----- EXCERPTED PASSAGE -----
Senior Marshal of the Sejm of the Polish People's Republic

Personal details
- Born: 28 June 1883 Kraków
- Died: 31 March 1968 (aged 84) Kraków
- Party: Polish Socialist Party Polish United Workers' Party

= Bolesław Drobner =

Polish politician

Bolesław Drobner (28 June 1883 – 31 March 1968) was a Polish politician.

==Biography==
Drobner was born into an assimilated Jewish middle-class family in Kraków, and graduated from the King John III Sobieski Gymnasium. After studies in Berlin, Lwów, and Zürich, he earned a doctorate in chemistry at the University of Freiburg. Drobner joined the Polish Social Democratic Party of Galicia in 1898, and then the Polish Socialist Party; during his time abroad, he was also a member of the Social Democratic Party of Switzerland.
----- RECORDS PROVIDED -----
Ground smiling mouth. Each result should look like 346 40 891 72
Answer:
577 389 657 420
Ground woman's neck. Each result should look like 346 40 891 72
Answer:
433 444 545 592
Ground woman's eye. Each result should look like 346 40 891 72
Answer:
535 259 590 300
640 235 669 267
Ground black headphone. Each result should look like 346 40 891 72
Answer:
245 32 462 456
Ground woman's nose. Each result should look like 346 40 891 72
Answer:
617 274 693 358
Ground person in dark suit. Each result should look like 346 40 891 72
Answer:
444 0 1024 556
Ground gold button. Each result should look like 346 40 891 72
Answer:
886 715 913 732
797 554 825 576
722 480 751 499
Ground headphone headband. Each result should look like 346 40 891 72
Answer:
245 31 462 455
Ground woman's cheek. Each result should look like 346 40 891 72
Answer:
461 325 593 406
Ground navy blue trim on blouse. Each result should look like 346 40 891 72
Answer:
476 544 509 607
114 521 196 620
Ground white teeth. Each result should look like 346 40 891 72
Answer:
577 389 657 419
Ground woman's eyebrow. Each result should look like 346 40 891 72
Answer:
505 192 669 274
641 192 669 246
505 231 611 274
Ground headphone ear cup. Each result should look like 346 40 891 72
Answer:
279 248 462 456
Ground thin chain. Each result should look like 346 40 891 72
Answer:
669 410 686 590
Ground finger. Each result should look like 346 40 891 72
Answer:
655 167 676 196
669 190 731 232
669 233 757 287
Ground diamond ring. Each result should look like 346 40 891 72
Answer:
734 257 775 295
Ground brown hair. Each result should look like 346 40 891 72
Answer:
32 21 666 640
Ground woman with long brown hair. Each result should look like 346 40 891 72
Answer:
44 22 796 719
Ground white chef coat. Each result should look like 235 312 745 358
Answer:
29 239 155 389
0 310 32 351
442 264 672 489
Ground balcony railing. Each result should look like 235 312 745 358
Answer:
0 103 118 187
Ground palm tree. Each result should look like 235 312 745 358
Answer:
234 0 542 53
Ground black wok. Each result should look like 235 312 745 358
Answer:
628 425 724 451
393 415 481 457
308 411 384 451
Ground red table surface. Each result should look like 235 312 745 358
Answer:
-----
[TASK ITEM]: Rewrite the stretch of the Bolesław Drobner biography from "Bolesław Drobner (28" through "Party of Switzerland.", putting "doctoral degree" in place of "doctorate".

[ANSWER FOR THIS EXERCISE]:
Bolesław Drobner (28 June 1883 – 31 March 1968) was a Polish politician.

==Biography==
Drobner was born into an assimilated Jewish middle-class family in Kraków, and graduated from the King John III Sobieski Gymnasium. After studies in Berlin, Lwów, and Zürich, he earned a doctoral degree in chemistry at the University of Freiburg. Drobner joined the Polish Social Democratic Party of Galicia in 1898, and then the Polish Socialist Party; during his time abroad, he was also a member of the Social Democratic Party of Switzerland.